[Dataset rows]
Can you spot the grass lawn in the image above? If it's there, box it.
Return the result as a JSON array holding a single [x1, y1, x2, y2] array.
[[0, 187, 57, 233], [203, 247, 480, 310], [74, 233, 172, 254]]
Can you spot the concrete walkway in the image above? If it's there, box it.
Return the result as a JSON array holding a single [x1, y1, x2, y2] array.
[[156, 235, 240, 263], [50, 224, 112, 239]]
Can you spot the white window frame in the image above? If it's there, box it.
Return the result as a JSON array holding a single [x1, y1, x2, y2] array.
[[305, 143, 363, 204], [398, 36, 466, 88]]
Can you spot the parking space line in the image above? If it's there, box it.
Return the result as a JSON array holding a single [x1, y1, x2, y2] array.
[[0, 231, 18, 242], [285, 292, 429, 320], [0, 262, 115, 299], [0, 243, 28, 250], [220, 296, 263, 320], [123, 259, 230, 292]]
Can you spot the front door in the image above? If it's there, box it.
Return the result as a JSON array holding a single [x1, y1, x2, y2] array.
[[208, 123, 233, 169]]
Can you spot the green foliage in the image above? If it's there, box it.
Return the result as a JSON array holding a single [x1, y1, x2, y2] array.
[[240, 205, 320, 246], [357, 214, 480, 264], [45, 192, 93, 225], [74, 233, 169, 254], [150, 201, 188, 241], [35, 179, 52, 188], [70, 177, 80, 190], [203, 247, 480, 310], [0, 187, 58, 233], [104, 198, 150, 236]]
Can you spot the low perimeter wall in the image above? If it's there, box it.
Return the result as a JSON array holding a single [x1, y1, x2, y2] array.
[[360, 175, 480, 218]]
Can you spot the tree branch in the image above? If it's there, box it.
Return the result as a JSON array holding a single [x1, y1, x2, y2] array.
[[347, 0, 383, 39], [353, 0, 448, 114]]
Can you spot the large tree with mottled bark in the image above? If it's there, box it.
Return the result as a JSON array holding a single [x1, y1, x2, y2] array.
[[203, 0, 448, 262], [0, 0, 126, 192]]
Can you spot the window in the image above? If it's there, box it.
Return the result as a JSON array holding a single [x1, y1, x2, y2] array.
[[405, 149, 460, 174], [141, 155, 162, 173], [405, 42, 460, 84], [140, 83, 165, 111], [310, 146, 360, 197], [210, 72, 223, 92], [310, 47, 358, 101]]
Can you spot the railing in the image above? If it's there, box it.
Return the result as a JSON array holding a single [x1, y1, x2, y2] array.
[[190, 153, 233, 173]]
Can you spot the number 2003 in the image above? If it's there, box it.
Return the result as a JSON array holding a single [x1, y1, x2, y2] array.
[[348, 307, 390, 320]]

* * *

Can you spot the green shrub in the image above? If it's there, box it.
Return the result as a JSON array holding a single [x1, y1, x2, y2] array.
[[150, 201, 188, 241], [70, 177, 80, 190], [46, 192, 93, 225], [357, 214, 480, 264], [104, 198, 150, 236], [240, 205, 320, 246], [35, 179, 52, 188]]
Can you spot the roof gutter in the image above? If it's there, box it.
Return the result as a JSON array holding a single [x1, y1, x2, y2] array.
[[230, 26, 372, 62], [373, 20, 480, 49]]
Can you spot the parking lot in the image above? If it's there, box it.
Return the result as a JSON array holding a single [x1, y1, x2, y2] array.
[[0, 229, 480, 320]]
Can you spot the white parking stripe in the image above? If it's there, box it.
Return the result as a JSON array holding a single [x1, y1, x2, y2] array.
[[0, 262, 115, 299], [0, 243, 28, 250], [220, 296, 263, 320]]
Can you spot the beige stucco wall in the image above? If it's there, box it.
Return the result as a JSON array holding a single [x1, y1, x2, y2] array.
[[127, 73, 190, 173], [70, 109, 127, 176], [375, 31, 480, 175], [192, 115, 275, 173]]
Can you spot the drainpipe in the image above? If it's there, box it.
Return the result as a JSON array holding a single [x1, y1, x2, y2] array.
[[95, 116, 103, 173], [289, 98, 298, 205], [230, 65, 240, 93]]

» WRITTEN PROBLEM
Write out the lines again, starting with the line that contains "Can you spot the white parking" and going on through the line that contains "296, 263, 320]]", with 6 added to every bounding box coordinate in the answers. Copy the requests and their format lines unchanged, and give only these lines.

» FINAL RESULT
Can you spot the white parking stripe in the image above? If it's there, box it.
Return the result as a JSON array holding a single [x1, y1, x2, y2] array.
[[6, 268, 121, 305], [6, 249, 34, 256], [226, 302, 269, 326]]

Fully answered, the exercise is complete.